**Assignment**
Every record must appear in your copy exactly as written, with no pictures.

(Referring expression data)
>>>>

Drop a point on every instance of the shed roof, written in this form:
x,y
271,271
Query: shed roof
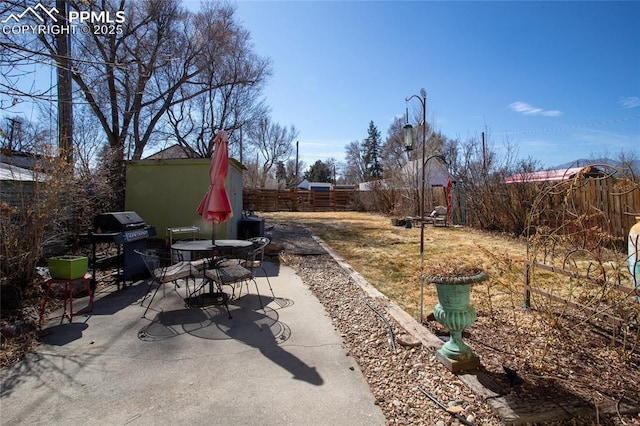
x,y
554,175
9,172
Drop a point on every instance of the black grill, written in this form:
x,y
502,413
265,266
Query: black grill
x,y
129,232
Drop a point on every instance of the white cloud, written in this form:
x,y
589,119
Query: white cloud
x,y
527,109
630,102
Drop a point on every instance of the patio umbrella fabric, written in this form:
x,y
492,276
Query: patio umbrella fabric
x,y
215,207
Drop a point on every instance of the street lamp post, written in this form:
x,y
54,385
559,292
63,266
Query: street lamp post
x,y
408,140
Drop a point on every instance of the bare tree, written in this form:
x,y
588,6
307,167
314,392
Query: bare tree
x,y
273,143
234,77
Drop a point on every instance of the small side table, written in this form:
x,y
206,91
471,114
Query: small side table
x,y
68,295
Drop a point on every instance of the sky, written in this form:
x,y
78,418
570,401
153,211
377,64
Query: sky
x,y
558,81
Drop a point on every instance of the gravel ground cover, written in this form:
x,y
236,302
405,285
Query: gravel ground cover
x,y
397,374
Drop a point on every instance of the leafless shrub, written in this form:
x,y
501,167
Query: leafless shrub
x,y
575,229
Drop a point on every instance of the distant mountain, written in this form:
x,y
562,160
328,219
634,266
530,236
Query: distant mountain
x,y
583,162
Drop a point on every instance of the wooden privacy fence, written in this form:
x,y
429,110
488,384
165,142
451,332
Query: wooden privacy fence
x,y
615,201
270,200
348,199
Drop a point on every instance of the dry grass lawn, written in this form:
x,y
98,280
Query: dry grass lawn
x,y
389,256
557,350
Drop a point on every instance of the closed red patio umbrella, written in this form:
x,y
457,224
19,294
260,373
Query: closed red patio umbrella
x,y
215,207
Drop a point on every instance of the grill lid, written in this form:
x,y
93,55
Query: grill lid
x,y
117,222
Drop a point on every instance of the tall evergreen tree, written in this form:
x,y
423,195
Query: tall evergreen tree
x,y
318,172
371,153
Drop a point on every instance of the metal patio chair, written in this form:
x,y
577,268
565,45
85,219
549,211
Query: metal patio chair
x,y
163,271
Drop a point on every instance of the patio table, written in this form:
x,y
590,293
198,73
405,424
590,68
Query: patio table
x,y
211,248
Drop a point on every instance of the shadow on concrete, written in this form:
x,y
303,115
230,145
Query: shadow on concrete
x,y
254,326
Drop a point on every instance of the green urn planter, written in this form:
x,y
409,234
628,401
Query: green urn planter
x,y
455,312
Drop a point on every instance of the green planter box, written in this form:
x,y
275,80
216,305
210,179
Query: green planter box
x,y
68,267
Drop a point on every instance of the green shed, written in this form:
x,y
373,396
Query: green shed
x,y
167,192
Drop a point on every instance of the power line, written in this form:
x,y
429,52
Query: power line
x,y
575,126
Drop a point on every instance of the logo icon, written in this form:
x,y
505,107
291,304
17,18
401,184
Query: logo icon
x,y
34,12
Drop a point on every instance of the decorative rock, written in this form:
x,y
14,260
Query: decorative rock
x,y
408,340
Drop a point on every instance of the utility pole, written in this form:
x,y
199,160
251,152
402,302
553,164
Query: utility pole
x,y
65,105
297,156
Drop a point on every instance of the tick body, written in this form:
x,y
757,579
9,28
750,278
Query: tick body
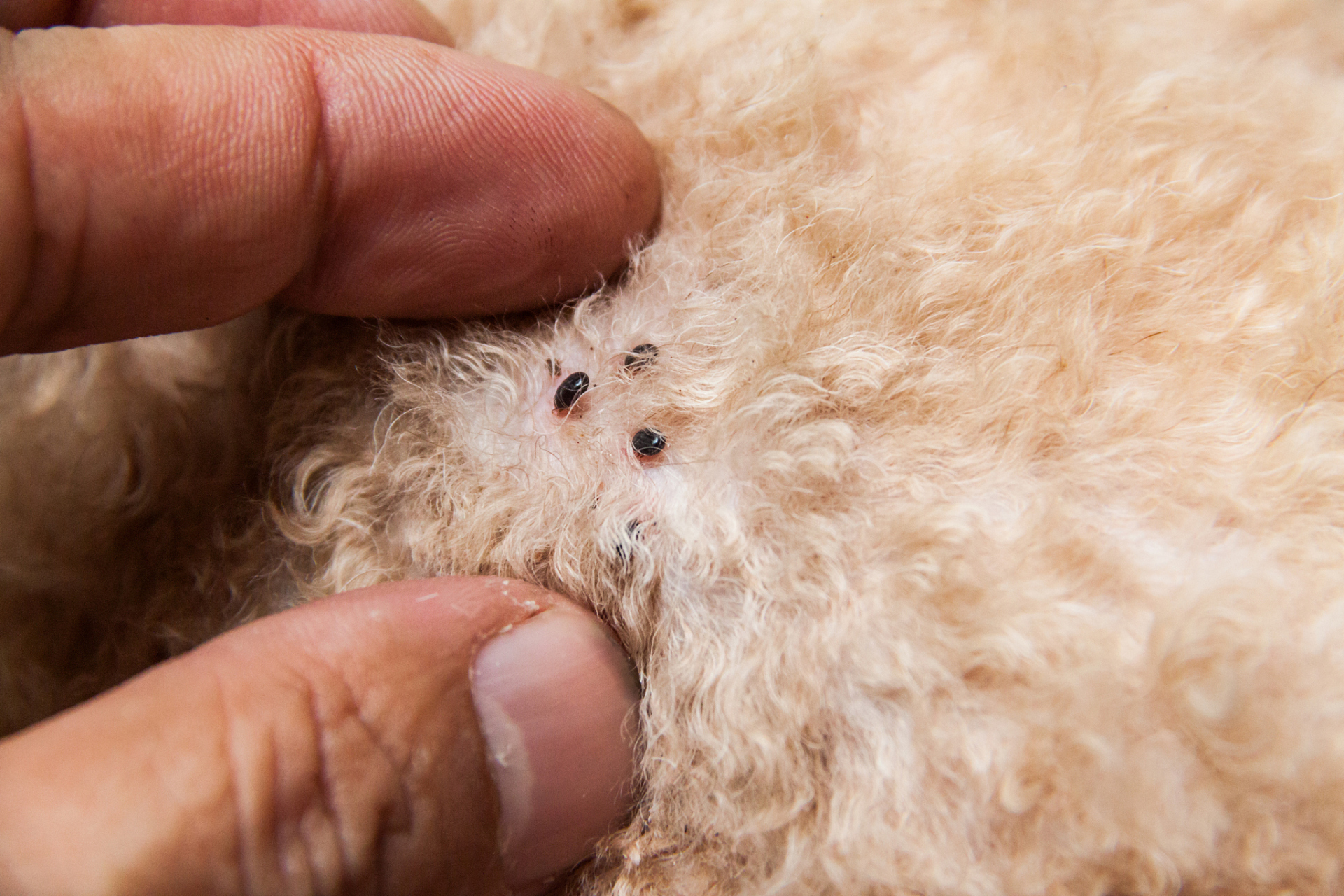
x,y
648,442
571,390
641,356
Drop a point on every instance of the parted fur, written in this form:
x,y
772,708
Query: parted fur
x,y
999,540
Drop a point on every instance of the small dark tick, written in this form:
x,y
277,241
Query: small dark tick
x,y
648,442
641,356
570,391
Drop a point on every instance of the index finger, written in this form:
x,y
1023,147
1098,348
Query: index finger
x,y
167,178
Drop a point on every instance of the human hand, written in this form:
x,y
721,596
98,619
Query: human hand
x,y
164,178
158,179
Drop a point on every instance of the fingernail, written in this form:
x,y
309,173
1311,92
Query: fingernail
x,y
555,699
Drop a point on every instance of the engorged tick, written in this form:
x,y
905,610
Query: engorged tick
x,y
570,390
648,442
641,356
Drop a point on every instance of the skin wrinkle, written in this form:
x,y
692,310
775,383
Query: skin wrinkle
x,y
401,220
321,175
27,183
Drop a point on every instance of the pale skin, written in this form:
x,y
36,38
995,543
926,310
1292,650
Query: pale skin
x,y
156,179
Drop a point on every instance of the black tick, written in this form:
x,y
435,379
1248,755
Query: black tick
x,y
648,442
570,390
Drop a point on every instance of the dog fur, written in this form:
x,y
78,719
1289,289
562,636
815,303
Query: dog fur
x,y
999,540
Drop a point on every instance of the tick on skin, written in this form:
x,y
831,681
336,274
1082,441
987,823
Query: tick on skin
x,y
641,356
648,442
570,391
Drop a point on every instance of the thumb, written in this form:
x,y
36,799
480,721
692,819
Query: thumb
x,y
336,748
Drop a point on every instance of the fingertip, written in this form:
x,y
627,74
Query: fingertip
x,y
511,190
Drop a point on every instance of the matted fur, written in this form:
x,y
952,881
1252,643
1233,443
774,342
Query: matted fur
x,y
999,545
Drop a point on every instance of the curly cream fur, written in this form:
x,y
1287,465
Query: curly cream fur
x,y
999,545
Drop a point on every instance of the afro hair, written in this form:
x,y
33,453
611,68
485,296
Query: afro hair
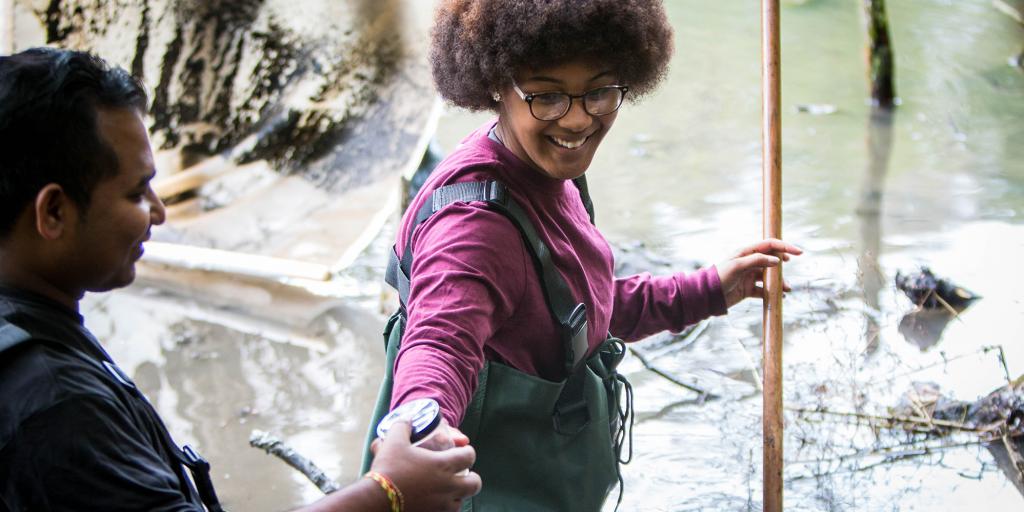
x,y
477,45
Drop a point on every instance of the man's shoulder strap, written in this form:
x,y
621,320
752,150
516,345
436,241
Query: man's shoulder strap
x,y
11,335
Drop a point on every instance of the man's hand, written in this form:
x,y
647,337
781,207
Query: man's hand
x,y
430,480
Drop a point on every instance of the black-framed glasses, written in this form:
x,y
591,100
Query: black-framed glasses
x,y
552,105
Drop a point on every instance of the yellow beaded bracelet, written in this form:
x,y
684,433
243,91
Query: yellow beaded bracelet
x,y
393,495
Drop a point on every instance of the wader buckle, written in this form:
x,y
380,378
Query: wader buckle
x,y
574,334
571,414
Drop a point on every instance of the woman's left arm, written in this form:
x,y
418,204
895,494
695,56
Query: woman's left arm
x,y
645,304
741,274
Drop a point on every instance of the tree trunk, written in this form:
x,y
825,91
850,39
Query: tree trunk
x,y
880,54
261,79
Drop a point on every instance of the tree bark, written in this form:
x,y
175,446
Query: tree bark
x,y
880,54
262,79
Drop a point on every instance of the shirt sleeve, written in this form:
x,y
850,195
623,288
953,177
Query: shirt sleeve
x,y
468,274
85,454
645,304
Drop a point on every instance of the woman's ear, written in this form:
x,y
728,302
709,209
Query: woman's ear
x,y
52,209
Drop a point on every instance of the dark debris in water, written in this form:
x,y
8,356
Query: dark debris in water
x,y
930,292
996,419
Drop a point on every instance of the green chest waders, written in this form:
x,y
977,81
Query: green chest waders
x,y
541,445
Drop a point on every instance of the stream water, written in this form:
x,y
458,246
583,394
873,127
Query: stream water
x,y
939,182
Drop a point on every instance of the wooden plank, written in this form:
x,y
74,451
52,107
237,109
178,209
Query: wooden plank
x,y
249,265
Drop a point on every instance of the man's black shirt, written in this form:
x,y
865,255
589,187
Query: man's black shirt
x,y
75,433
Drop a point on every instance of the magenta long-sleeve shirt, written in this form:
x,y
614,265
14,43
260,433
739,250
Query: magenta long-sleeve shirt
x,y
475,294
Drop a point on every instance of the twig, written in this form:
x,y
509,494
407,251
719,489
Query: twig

<<<<

**Exercise result**
Drop a point on every instance of the shed roof, written in this form:
x,y
271,271
Query: shed roof
x,y
554,175
9,172
Drop a point on every instance of the black grill, written in this form:
x,y
502,413
265,266
Query: black grill
x,y
129,232
Drop a point on every instance of the white cloud, written in this form:
x,y
589,119
Query: white cloud
x,y
527,109
630,102
Drop a point on every instance of the patio umbrella fabric, written in this form:
x,y
492,276
Query: patio umbrella fabric
x,y
215,207
Drop a point on every instance of the street lamp post, written in this form:
x,y
54,385
559,292
63,266
Query: street lamp post
x,y
408,140
Drop a point on every instance of the bare tree, written in this form:
x,y
588,6
307,167
314,392
Query: bare tree
x,y
273,143
234,77
Drop a point on every instance of the small side table, written in this form:
x,y
206,91
471,114
Query: small side table
x,y
68,295
Drop a point on every instance of the sky, written in this form:
x,y
78,418
570,401
153,211
377,64
Query: sky
x,y
558,81
Drop a point on every instance of the gravel ground cover, written in this form:
x,y
236,302
405,285
Query: gravel ground cover
x,y
397,374
Drop a point on every instance of the leafless shrub, written in this form:
x,y
501,167
Query: leafless shrub
x,y
575,229
Drop a point on every instance of the distant mountain, written in this form:
x,y
562,160
328,219
634,266
530,236
Query: distant mountain
x,y
583,162
Drop a point on every instance of the wooden privacy fence, written in this form:
x,y
429,110
488,384
165,142
451,332
Query: wooden privacy fence
x,y
615,201
270,200
348,199
Drop a point on every instance of the dry grass lawn, written in this form:
x,y
98,280
Query: dry grass lawn
x,y
389,256
557,350
Drop a point on every instance of the closed red patio umbrella, written in this form:
x,y
457,224
19,294
260,373
Query: closed red patio umbrella
x,y
215,207
Drop a point on every instance of the grill lid, written in this form:
x,y
93,55
Query: grill lid
x,y
117,222
Drop a point on every instance of the tall evergreen tree, written in this form:
x,y
423,195
Query: tall evergreen tree
x,y
318,172
371,153
Drop a point on every instance of the metal patio chair, written in this form:
x,y
577,268
565,45
85,219
549,211
Query: metal patio chair
x,y
163,271
Drop a point on every instance of the patio table, written in this form:
x,y
590,293
198,73
405,424
590,68
Query: patio table
x,y
211,248
Drop a point on every instance of the shadow on concrete, written in this form:
x,y
303,115
230,145
Query: shadow on concrete
x,y
254,326
Drop a point on every instance of the green urn planter, written in this form:
x,y
409,234
628,401
Query: green urn planter
x,y
455,312
Drop a point on every instance of the green planter box, written in this form:
x,y
275,80
216,305
210,179
Query: green planter box
x,y
68,267
Drop a point on every instance of the green shed, written in this form:
x,y
373,396
Query: green shed
x,y
167,192
Drop a point on every instance of the power line, written in this form:
x,y
429,52
Query: power line
x,y
575,126
Drop a point on every instance of the logo icon, written in this form:
x,y
505,107
291,304
17,18
401,184
Query: logo icon
x,y
34,12
Drop a point on every instance of the decorative rock, written in this form:
x,y
14,260
Query: decorative rock
x,y
408,340
Drop a point on every instance of the utility pole, written in this form:
x,y
199,160
251,152
402,302
553,164
Query: utility pole
x,y
65,105
297,156
Drop a point on every instance of the tick body, written in this form:
x,y
757,579
9,28
750,278
Query: tick body
x,y
648,442
571,390
641,356
Drop a point on every instance of the parted fur, written in this form:
x,y
772,708
Query: parted fur
x,y
999,540
Drop a point on every instance of the small dark tick, written in this form:
x,y
277,241
Query: small dark tick
x,y
648,442
641,356
570,391
Drop a point on every instance of the index finger, written in this form:
x,y
1023,147
1098,348
Query: index finger
x,y
167,178
Drop a point on every instance of the human hand, written in this form:
x,y
721,596
98,619
Query: human hand
x,y
164,178
158,179
Drop a point on every instance of the fingernail, written in this form:
x,y
309,173
1311,92
Query: fingernail
x,y
555,699
Drop a point on every instance of the engorged tick, written in this form:
x,y
905,610
Query: engorged tick
x,y
570,390
648,442
641,356
Drop a point on every instance of the skin wrinkle, written in this form:
x,y
692,310
775,383
Query: skin wrinkle
x,y
401,220
321,175
27,183
Drop a point on every instance of the pale skin, written in this form:
x,y
36,38
995,543
926,310
1292,650
Query: pale skin
x,y
156,179
Drop a point on every instance of the black tick, written in this form:
x,y
435,379
1248,755
Query: black tick
x,y
648,442
570,390
Drop a point on every instance of the dog fur, written in this form:
x,y
78,719
1289,289
562,636
815,303
Query: dog fur
x,y
999,540
Drop a point on every instance of the tick on skin, written in this form:
x,y
831,681
336,274
1082,441
987,823
Query: tick on skin
x,y
641,356
648,442
570,391
Drop a point on every instance of the thumb, written in this form:
x,y
36,799
480,721
692,819
Query: thumb
x,y
336,748
Drop a point on every instance of the fingertip, written in this form:
x,y
627,74
Query: fingertip
x,y
511,190
Drop a point on every instance of the matted fur, written in this form:
x,y
952,881
1252,643
1233,443
774,342
Query: matted fur
x,y
999,545
Drop a point on every instance of the curly cream fur, written in this form:
x,y
1287,465
Query: curly cream fur
x,y
999,545
Drop a point on every instance of the afro hair, written in this form:
x,y
33,453
611,68
485,296
Query: afro hair
x,y
477,45
Drop a point on every instance of the man's shoulder strap, written in this form:
x,y
621,320
752,150
516,345
436,241
Query: man's shoulder strap
x,y
11,335
Drop a point on every instance of the man's hand, written in this form:
x,y
647,337
781,207
Query: man's hand
x,y
430,480
Drop a point on every instance of the black-framed glasses, written in this form:
x,y
591,100
Query: black-framed glasses
x,y
552,105
Drop a point on every instance of the yellow beaded bracelet, written in this form:
x,y
684,433
243,91
Query: yellow beaded bracelet
x,y
393,495
Drop a point on every instance of the wader buckle, written in this form:
x,y
380,378
Query: wader buckle
x,y
574,334
571,414
Drop a point on every instance of the woman's left arm, written in this form:
x,y
418,204
895,494
695,56
Query: woman's left arm
x,y
645,304
741,274
Drop a point on every instance of the tree trunk, written in this form:
x,y
825,91
850,39
Query: tree trunk
x,y
880,54
261,79
Drop a point on every instance of the tree bark, written in this form:
x,y
175,446
Query: tree bark
x,y
880,54
262,79
Drop a point on every instance of the shirt sleeve, written in this form:
x,y
850,195
623,288
953,177
Query: shirt sleeve
x,y
468,274
85,454
645,304
Drop a point on every instance of the woman's ear, written in this form:
x,y
728,302
709,209
Query: woman's ear
x,y
52,209
Drop a point on every instance of the dark debris in water, written in this form:
x,y
8,356
Query: dark debris in water
x,y
930,292
996,419
Drop a point on every instance of the green chest waders, written in this form:
x,y
977,81
Query: green chest waders
x,y
541,445
Drop a point on every instance of the stream water, written in this form:
x,y
458,246
583,394
873,127
Query: stream water
x,y
939,182
Drop a point on every instance of the wooden plank, written in this form:
x,y
74,451
52,107
237,109
178,209
Query: wooden plank
x,y
249,265
Drop a point on every instance of the man's black shirt, written in this form:
x,y
865,255
589,187
Query: man's black shirt
x,y
75,433
Drop a point on every instance of the magenta long-sleeve shirt, written in this form:
x,y
614,265
14,43
260,433
739,250
Query: magenta long-sleeve shirt
x,y
475,294
Drop a point on every instance of the twig, written in this form:
x,y
509,494
407,251
719,489
Query: twig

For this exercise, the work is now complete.